GIVEN TASK: Write the lines below as a JSON list of strings, one string for each line, and skip any blank lines. Leave the pictures out.

○ ○ ○ ○

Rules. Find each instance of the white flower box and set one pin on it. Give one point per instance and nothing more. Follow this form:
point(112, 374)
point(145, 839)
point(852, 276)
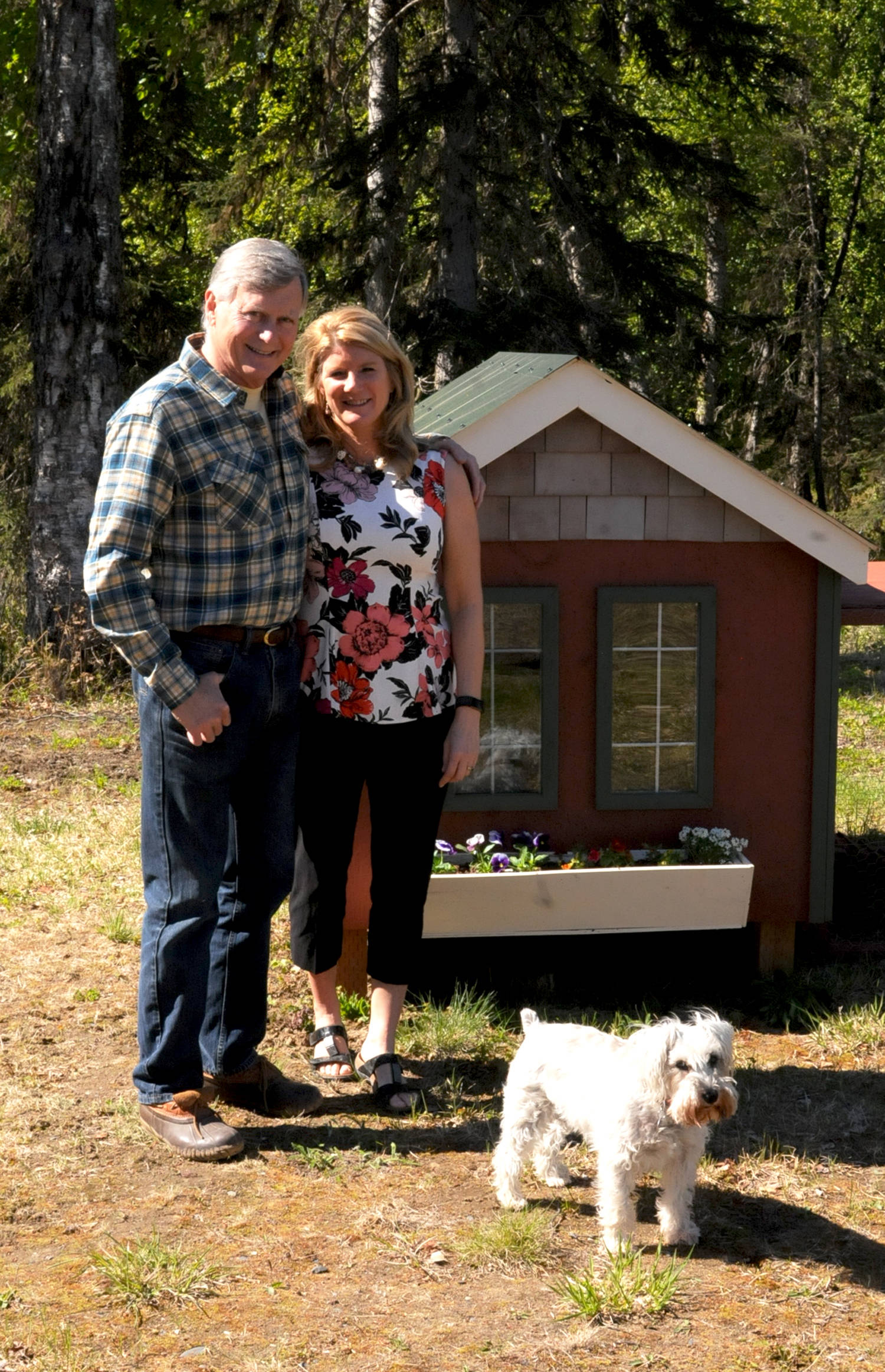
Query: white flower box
point(589, 901)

○ ○ ○ ○

SOLUTION FOR THIS PROBLEM:
[
  "Rules. Find each instance of the white flower box and set one pin on it. Give one point per instance and nothing more. Follow this form:",
  "point(112, 374)",
  "point(145, 839)",
  "point(852, 276)",
  "Query: white flower box",
  "point(589, 901)"
]